We've had - over the course of time, over the course of this year, we've had some increase in the European receivables. That's now trending in the right direction. And we continue to suffer from administrative problems with one of our larger customers and have worked through that, and we're expecting to have that completely cleaned up this quarter, but it will definitely be cleaned up by the end of the year.
So I would venture to predict that you'll see some significant improvement by year-end on the receivable side. And you look at it from a DSO point of view, it's not as traumatic as it is from a dollar point of view. However, I do recognize it as an issue.
Erik Bosshard
Secondly, in terms of the defined benefit, the cash you got in the quarter, can you review that amount? It also sounded like you seemed to indicate that you had a tax bill that you'll have to pay on that that would push 20 million of cash out of the fourth quarter, so we're likely to see some cash drain from this on the fourth quarter. Am I looking at that right?
Unidentified
That's correct. Generally what we have in the fourth quarter is a very strong operating cash flow as the inventories and receivables come down. We will have about a $32 million tax payable in the fourth quarter associated with the - this pension cash that we receive. We received 69 million into the company's treasury in the third quarter. We will pay out 32 in the fourth quarter for a net of 37.

Annotation records:

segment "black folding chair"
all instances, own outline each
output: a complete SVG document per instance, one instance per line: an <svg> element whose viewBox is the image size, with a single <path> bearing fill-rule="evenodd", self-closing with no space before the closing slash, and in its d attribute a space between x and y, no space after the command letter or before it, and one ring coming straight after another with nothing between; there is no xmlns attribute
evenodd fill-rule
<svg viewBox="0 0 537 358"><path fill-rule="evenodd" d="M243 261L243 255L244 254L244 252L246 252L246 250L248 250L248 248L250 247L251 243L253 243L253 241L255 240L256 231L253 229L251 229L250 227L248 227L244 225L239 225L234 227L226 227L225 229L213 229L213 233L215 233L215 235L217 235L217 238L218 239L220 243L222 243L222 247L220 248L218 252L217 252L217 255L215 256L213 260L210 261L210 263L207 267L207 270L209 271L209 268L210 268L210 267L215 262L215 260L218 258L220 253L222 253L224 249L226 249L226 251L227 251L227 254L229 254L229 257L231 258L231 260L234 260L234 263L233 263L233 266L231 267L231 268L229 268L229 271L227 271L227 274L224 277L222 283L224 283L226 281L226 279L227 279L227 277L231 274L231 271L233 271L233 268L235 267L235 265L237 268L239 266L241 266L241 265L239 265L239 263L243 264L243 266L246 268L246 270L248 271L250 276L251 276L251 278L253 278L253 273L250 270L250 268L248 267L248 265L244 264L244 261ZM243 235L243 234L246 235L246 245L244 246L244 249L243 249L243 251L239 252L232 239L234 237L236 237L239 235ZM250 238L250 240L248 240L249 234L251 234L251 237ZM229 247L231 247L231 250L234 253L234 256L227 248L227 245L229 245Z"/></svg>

◆ **PROMPT A**
According to the earnings call excerpt, how much pension cash did the company receive into its treasury in the third quarter?
◆ **PROMPT B**
List each distinct money amount mentioned in the earnings call excerpt, in the order it first appears.
◆ **PROMPT C**
Continue the earnings call excerpt from the point where it ends.

◆ **REPLY A**
69 million

◆ **REPLY B**
20 million, $32 million, 69 million, 37 million

◆ **REPLY C**
We also paid out - we actually received 86 and paid out 17 in the third quarter for excise tax, and now we have to pay the income in the fourth quarter. But as I mentioned, we also received another $36 million of cash into the plans, not the company's treasury; 7 into the hourly DB plan and 29 into the salaried DC plan. And those fundings will be - it's essentially similar to receiving cash into the treasury, but it's just earmarked for use in those plans and is locked in those plans for future funding.
Erik Bosshard
So that cash does not show up in cash from operations or anywhere on your cash flow statement.
John Trani - Chairman and CEO
Correct.
Erik Bosshard
It's the participants' money, so to speak.
John Trani - Chairman and CEO
Yeah.
Erik Bosshard
And then, last question. In terms of Europe, I think John talked about Europe revenue trends better, which I'm assuming means Europe market share is getting better. Can you just quantify some of those and talk a little bit about what's going on in Europe?
John Trani - Chairman and CEO
Well, the sales were up 13 percent in Europe in the quarter, which is terrific. Obviously some of that was from exchange. So it's probably up 4 percent or so in local currency. The sound bite is basically they're doing an excellent job on the sales front in Europe. The market is not nearly as strong as the sales are. And it's pretty much across the board on almost all the product lines.
Jim Loree - Chief Financial Officer
Erik, there is no - there is no industry association that reports sales for the European markets that we know of. If you know something, tell us about it. So our belief, based upon what customers are telling us, is that we're gaining share, particularly (inaudible), and in the UK especially.
Operator
Your next question comes from Joe Sroka, Merrill Lynch..
Joe Sroka
Good afternoon, everyone.
John Trani - Chairman and CEO
Hi, Joe.
Joe Sroka
Just above 400 million on inventories at the end the quarter. Are things worked out with you guys on the West Coast, and what more would have been a targeted inventory number that you probably could have closed the quarter at?
Unidentified
Well, we've got stuff hung up on the ships and so on. And frankly, Joe, we haven't looked at it that way. Now that the strike is hopefully going to abate here, we should see the stuff flowing through the port and into sales. And - but we don't really have an estimate of what that would - might have been.
Joe Sroka
But do you feel you had adequate inventory to serve your current flow rates now?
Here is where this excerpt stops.